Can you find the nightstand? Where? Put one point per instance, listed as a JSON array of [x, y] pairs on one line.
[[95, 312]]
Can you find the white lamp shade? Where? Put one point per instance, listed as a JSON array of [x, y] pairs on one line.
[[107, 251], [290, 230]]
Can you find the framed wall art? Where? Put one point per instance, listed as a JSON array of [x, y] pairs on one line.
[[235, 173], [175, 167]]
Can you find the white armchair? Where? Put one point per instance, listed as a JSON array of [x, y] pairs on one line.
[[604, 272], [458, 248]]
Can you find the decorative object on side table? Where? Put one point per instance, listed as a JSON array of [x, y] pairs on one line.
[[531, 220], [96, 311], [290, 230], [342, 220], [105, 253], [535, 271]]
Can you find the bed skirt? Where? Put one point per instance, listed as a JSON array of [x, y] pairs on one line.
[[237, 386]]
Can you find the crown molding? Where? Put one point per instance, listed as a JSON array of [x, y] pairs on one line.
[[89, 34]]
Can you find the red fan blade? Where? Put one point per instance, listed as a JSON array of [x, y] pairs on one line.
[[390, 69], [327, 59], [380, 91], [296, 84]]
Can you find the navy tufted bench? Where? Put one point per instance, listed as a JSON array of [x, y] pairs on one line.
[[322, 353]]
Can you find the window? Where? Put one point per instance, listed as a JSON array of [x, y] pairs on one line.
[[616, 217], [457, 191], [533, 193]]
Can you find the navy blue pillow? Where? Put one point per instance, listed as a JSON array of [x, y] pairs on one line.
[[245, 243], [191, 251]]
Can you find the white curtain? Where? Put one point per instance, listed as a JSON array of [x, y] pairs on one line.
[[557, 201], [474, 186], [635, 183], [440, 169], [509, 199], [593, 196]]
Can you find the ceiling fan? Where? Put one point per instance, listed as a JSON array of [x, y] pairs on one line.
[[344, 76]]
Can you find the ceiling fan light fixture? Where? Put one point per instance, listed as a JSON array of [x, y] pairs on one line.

○ ○ ○ ○ ○ ○ ○

■ Exercise brief
Copy out the records word for word, starting with the line that contains "Can you find the navy blue" and going on through the end of the records, with both of those lines included.

■ Task output
Can you find the navy blue pillow? Where? Put one point per instance, listed as a JSON array of [x, y] pairs on one line.
[[245, 243], [191, 251]]
Can you find the white curtain? Where? Put one point per instance, listed as a JSON array of [x, y] pairs on one line.
[[557, 201], [474, 186], [635, 183], [440, 169], [509, 199], [593, 196]]
Can you find the ceiling fan? Where? Put one point per instance, listed as a JSON array of [x, y] pairs on one line.
[[344, 76]]
Can you find the ceiling fan light fixture? Where? Put one point per instance, listed as a JSON array of [x, y] pairs on one line.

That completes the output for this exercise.